L’amore bugiardo – Gone Girl: la malattia dei media

Creato il 27 aprile 2015 da Stefanodg

David Fincher è uno dei migliori cineasti nel nostro tempo, tanto da sfornare opere cinematografiche dal calibro di Seven e Fight Club, ormai entrati di diritto nello scaffale visivo di un amatore di cinema. Oggi vi parlerò dell’Amore Bugiardo (Gone Girl; 2014), trasposizione del romanzo del 2012 di Flynn; non si può non notare un forte richiamo all’attualità, alla cronaca nera di questi tempi malsani: l’incipit è il Femminicidio: di cui, purtroppo, sentiamo costantemente parlare nei notiziari e nei talk-show. Era logico che questo tema, sentitissimo oggi, sbancasse prima nella letteratura e poi come trasposizione cinematografica: nota molto positiva che qui viene sfruttata in maniera innovativa, con chiave psicologica.

Allo sceneggiatore – scrittore del romanzo non scappa un analisi al fenomeno Media, strettamente collegato con il Business che ormai avvolge tutto ciò che nasce su questa terra. I mass media hanno il dono di entrare nel cervello delle gente, nel bene e nel male. I programmi tv riescono a far nascere certezze, dubbi e paure divenendo quasi delle divinità, che conoscono il giusto e il male: se in un crimine si indica un individuo come omicida gli spettatori andranno ad accettare tale notizia come quasi totalmente certa. La televisione, in primis, internet in seconda ( ma con molta meno forza, poiché in questo universo esistono moltissime voci in capitolo, mentre in tv no, ma solo una o due) trasformano tutto in evento pubblico riuscendo a far divenire semplici individui delle star del momento, trasformare un omicidio in Show, fino a togliere il potere giuridico e esecutivo alla giustizia, ma questa si sposta nelle case delle persone, nelle reti televisive e sui vari social network: ciò accade sempre più spesso nei casi avvolti dal mistero o dall’orrore, in cui personalità “famose” e che non sono assolutamente dei detective o degli specialisti in questione espongono tranquillamente un opinione, opinione molto spesso coerente con l’intero programma, venendo esposta senza dubbi di un probabile errore.

Contenuto del dataset →
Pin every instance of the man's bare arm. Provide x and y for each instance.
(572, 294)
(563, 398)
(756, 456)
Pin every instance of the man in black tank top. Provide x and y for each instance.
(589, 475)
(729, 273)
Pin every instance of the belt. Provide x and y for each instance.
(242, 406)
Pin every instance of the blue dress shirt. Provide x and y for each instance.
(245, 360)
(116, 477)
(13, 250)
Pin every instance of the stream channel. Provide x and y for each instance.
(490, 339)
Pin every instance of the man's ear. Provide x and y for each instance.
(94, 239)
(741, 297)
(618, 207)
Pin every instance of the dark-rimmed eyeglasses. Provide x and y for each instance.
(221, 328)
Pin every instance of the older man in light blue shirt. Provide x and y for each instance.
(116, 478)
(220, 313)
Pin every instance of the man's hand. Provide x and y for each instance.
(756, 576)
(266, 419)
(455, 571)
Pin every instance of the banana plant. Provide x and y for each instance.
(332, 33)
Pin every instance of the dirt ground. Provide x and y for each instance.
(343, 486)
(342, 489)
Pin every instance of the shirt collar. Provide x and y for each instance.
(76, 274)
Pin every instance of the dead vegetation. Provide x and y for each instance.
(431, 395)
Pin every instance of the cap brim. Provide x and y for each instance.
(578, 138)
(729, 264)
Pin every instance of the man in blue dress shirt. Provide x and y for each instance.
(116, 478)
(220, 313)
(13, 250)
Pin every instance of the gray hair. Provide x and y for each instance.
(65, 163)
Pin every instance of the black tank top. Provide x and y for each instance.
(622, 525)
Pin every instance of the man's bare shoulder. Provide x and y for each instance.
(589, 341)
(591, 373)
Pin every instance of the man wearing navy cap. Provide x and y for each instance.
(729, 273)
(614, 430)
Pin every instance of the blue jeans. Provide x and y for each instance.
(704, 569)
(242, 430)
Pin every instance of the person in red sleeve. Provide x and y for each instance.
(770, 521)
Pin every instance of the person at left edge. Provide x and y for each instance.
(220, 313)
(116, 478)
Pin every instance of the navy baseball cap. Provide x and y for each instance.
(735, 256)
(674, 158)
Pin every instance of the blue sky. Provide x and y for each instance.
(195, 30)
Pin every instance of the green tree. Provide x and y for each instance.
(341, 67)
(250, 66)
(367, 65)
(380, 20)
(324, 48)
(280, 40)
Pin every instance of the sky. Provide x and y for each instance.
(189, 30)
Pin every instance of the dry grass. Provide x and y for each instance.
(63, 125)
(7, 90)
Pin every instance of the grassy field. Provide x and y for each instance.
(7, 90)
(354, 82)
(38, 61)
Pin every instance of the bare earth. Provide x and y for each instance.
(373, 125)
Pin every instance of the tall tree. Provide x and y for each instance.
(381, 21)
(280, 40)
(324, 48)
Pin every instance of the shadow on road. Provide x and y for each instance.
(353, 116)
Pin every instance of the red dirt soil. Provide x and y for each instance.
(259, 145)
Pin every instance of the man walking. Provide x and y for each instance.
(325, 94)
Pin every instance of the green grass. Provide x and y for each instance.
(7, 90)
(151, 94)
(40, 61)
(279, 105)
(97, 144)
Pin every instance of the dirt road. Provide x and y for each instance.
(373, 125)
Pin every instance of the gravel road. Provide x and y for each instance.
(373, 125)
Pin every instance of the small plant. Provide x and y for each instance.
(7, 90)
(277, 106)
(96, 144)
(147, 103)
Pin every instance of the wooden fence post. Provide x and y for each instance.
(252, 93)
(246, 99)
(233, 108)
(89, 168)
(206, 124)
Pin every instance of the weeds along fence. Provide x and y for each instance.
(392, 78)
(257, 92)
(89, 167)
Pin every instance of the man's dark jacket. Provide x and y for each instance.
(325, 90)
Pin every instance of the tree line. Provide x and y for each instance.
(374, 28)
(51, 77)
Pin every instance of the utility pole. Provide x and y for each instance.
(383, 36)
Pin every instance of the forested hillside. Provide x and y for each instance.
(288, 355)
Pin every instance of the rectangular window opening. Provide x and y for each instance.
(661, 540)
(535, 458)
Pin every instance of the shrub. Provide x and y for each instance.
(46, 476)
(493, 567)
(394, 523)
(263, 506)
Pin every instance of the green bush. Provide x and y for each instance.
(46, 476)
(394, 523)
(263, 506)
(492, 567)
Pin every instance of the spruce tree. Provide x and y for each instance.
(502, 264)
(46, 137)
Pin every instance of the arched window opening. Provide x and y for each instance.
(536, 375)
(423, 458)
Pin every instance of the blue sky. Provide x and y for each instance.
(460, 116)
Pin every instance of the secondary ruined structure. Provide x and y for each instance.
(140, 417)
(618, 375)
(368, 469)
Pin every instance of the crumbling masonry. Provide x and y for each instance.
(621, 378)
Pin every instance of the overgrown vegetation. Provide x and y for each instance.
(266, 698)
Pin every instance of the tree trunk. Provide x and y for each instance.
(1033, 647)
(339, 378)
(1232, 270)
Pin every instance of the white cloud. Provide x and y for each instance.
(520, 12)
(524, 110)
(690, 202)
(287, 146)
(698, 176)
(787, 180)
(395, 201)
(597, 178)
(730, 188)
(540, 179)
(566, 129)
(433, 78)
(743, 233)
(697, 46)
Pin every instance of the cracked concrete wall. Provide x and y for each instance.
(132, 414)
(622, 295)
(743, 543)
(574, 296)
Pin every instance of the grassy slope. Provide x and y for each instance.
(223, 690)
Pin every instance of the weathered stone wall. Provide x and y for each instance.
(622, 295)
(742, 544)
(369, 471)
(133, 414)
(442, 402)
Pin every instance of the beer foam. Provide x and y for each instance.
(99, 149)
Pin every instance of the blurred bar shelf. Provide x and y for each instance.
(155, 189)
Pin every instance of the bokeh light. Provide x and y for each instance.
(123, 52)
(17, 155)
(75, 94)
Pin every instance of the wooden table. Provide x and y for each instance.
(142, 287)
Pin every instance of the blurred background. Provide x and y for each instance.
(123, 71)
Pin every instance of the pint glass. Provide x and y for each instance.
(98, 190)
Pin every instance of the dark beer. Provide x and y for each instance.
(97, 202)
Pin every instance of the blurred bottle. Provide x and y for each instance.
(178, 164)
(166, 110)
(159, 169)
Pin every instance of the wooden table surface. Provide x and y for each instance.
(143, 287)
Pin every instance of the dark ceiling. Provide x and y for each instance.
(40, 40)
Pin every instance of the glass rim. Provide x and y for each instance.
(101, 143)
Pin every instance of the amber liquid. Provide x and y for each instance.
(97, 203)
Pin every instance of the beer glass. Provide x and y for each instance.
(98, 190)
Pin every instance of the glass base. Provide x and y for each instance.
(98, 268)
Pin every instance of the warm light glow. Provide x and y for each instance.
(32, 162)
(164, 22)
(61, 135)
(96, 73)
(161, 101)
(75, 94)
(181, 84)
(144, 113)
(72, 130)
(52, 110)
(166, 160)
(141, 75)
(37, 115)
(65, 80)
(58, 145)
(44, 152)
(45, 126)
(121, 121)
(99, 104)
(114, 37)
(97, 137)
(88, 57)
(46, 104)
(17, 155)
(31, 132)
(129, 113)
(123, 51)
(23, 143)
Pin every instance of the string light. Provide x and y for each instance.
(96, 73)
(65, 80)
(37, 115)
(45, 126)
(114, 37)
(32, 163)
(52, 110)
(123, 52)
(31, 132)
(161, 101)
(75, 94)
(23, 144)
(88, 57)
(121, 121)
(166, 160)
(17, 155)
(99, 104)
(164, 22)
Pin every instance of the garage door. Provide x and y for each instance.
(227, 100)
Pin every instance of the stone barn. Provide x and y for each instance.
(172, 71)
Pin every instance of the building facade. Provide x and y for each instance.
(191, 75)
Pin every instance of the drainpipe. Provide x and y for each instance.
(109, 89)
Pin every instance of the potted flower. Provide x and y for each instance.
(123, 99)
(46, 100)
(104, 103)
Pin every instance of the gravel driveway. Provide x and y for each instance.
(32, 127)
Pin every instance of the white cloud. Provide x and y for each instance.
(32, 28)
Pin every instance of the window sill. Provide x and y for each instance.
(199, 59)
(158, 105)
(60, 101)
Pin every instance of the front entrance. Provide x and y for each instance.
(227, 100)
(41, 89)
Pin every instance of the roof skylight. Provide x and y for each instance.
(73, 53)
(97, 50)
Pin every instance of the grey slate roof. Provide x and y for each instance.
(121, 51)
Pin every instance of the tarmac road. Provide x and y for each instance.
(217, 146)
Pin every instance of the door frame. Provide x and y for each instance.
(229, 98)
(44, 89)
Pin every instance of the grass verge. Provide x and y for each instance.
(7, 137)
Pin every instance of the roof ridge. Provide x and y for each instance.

Compiti da svolgere →
1. Trascrivi dalla recensione il tratto che va da "David Fincher è" fino a "con chiave psicologica.".
2. Riassumi la recensione in due frasi.
3. Secondo la recensione, in quale anno è uscito il romanzo di Flynn da cui è tratto il film?

Risposte →
1.
David Fincher è uno dei migliori cineasti nel nostro tempo, tanto da sfornare opere cinematografiche dal calibro di Seven e Fight Club, ormai entrati di diritto nello scaffale visivo di un amatore di cinema. Oggi vi parlerò dell’Amore Bugiardo (Gone Girl; 2014), trasposizione del romanzo del 2012 di Flynn; non si può non notare un forte richiamo all’attualità, alla cronaca nera di questi tempi malsani: l’incipit è il Femminicidio: di cui, purtroppo, sentiamo costantemente parlare nei notiziari e nei talk-show. Era logico che questo tema, sentitissimo oggi, sbancasse prima nella letteratura e poi come trasposizione cinematografica: nota molto positiva che qui viene sfruttata in maniera innovativa, con chiave psicologica.

2. La recensione presenta L'amore bugiardo (Gone Girl, 2014) di David Fincher, trasposizione del romanzo di Flynn del 2012, che parte dal tema del femminicidio e lo tratta in chiave psicologica. Lo sceneggiatore, autore del romanzo, analizza anche il potere dei mass media, soprattutto della televisione, di trasformare un omicidio in spettacolo e di spostare la giustizia nelle case delle persone, nelle reti televisive e sui social network.

3. Nel 2012.